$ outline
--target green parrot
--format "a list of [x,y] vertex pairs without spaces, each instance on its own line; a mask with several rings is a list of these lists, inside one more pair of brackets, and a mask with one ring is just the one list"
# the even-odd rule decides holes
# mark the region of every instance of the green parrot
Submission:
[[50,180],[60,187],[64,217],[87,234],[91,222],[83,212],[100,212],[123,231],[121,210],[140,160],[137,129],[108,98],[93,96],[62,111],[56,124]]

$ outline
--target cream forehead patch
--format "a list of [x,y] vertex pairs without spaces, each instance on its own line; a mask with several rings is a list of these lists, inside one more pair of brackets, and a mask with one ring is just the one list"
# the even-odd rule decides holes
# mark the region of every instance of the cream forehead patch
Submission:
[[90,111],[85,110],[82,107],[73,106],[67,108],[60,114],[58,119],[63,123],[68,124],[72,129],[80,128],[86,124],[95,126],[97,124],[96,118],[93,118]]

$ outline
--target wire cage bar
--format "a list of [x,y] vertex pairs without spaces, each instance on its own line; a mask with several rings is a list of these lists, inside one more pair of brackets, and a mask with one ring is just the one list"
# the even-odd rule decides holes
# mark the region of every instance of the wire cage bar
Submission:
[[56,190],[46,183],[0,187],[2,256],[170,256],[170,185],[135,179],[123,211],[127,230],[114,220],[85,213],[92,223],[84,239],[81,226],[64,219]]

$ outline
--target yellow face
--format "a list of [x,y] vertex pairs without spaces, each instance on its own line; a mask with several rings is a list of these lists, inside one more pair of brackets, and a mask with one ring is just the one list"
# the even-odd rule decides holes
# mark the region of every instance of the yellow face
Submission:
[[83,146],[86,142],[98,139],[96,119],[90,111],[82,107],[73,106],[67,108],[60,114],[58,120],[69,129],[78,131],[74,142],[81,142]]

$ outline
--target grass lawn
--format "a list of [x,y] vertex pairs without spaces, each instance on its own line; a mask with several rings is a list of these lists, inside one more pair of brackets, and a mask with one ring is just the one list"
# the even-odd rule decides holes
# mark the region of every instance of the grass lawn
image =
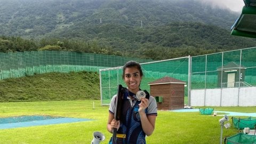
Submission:
[[[92,121],[0,130],[1,143],[90,143],[92,134],[105,135],[101,143],[108,143],[111,136],[106,129],[108,106],[100,100],[55,101],[0,103],[0,117],[51,115],[91,119]],[[214,107],[214,110],[255,113],[256,107]],[[222,116],[199,115],[197,112],[158,110],[153,134],[147,143],[219,143]],[[231,117],[229,122],[231,123]],[[222,138],[238,132],[234,127],[223,129]]]

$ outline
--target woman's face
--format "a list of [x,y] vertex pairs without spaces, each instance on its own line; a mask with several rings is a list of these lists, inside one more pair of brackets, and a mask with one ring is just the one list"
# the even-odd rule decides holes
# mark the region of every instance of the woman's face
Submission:
[[124,78],[124,82],[130,92],[136,93],[140,90],[139,86],[142,77],[137,67],[125,68]]

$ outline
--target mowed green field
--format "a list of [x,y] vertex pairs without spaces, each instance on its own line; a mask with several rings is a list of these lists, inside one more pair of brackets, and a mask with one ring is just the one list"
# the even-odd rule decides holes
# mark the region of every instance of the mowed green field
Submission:
[[[94,109],[93,109],[94,102]],[[214,107],[214,110],[254,113],[256,107]],[[253,112],[254,111],[254,112]],[[90,143],[93,133],[103,133],[108,143],[111,136],[106,130],[108,106],[100,100],[54,101],[0,103],[0,117],[50,115],[91,119],[81,122],[0,130],[0,143]],[[219,143],[223,116],[200,115],[198,112],[178,113],[158,110],[153,134],[147,143]],[[231,123],[231,117],[229,122]],[[223,136],[238,131],[223,129]]]

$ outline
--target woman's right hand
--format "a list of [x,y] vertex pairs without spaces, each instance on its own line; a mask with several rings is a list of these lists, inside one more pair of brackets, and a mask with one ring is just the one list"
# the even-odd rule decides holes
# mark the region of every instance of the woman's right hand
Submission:
[[[111,129],[116,128],[118,130],[120,127],[120,121],[116,121],[115,119],[113,119],[110,123]],[[111,130],[111,131],[113,131]]]

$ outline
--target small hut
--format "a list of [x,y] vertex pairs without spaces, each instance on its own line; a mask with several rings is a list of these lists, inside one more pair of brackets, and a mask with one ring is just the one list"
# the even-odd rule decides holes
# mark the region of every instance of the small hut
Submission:
[[184,108],[186,82],[169,76],[150,82],[150,94],[154,97],[158,110]]

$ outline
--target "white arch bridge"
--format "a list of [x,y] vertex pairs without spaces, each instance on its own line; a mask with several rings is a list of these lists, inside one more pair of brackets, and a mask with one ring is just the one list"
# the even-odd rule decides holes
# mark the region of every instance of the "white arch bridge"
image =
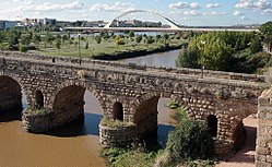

_____

■ What is needed:
Pick out every line in the records above that contains the string "right" and copy those lines. Case counts.

■ Solution for this problem:
--target woman's right hand
# mark the region of every instance of the woman's right hand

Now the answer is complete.